#### SET EXERCISE:
Begin at the line that contains "Annotation task — mark the thumb" and stop after the line that contains "<point>343,276</point>". Write out all of those lines again, not only the answers, multiplying each x,y point coordinate in the answers by 1.05 and rounding to whole numbers, with halves rounded up.

#### Records from a collection:
┌────────

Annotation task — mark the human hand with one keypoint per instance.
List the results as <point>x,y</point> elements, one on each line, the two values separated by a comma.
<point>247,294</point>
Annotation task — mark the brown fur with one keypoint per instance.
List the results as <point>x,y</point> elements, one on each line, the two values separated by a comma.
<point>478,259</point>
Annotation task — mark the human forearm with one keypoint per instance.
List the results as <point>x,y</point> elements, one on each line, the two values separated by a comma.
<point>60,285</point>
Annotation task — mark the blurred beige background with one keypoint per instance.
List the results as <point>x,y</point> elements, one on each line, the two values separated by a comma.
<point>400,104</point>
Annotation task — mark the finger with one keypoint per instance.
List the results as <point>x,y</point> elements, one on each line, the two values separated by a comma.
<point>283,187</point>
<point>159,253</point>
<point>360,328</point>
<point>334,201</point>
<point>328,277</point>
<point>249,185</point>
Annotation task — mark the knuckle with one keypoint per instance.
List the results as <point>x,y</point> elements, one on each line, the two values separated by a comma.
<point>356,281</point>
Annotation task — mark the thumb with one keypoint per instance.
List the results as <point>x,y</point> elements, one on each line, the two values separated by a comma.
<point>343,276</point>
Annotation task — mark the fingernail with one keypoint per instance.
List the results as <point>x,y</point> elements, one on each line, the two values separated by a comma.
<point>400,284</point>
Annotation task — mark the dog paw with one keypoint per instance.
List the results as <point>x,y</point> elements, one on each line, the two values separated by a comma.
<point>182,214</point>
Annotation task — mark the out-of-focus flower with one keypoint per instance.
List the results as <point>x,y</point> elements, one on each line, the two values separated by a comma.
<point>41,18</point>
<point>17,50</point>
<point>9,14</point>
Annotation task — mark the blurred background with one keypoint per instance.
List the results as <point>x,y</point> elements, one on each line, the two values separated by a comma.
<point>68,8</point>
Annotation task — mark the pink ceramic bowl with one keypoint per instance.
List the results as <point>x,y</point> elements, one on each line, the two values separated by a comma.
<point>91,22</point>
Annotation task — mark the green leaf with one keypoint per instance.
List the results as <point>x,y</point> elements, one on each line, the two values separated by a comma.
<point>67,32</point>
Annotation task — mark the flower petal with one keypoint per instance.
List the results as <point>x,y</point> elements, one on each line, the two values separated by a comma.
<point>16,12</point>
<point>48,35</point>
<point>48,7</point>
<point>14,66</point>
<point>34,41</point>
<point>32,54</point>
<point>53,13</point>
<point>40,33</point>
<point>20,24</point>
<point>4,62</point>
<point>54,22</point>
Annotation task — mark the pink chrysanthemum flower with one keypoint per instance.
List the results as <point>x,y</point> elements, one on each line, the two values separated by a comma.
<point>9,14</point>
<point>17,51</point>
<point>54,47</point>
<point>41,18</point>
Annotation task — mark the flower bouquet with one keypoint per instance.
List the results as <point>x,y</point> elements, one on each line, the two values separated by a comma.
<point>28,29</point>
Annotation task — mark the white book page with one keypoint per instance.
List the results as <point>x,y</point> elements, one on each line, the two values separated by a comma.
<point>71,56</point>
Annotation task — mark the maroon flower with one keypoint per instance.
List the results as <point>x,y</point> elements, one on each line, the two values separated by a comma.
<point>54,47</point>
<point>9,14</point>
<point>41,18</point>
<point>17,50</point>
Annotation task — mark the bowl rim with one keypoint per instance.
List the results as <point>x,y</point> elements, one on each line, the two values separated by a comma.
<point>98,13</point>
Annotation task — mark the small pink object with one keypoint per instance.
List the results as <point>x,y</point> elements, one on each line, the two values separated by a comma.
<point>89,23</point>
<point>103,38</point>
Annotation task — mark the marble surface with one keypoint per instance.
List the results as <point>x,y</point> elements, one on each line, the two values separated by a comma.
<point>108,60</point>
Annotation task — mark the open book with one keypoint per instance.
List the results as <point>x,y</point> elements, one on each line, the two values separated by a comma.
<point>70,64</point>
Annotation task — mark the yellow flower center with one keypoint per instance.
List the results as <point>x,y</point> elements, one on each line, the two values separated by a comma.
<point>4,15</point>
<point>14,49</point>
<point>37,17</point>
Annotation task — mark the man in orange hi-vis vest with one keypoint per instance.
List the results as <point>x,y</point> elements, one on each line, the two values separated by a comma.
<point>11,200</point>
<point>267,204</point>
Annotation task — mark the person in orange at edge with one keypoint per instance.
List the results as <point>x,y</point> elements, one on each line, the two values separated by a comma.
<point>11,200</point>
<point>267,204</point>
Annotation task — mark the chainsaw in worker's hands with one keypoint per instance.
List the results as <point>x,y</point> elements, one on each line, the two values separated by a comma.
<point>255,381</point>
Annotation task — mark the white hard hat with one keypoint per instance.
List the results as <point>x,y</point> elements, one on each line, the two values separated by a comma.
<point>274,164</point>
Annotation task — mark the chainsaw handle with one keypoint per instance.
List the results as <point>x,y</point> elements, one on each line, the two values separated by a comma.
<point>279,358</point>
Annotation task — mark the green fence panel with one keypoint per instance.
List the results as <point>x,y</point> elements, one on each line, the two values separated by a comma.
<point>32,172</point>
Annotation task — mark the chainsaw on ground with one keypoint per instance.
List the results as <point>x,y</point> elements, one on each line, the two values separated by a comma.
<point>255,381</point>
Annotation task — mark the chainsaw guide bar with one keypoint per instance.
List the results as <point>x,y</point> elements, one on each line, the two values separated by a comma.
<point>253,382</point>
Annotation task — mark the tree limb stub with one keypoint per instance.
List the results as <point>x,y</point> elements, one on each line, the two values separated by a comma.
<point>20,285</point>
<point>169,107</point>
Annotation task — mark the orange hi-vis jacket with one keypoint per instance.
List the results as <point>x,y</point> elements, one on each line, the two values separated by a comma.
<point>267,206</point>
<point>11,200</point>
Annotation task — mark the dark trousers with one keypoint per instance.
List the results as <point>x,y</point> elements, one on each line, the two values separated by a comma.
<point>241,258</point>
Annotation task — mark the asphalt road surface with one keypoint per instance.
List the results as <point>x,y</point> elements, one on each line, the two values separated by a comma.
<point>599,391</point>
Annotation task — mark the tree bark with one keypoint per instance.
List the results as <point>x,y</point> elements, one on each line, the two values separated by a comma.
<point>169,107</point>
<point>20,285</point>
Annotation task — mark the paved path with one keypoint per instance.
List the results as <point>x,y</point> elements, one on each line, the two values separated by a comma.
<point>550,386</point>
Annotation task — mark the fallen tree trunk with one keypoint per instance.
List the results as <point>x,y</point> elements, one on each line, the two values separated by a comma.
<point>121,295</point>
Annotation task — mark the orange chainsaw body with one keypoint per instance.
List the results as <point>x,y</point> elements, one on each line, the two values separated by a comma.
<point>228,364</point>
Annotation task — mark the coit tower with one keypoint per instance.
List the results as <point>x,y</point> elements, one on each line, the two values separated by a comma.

└────────

#### ANSWER TO THE TASK:
Annotation task — mark the thumb with one keypoint per instance.
List the results as <point>x,y</point> elements, one on each line, the two values separated by a comma.
<point>360,290</point>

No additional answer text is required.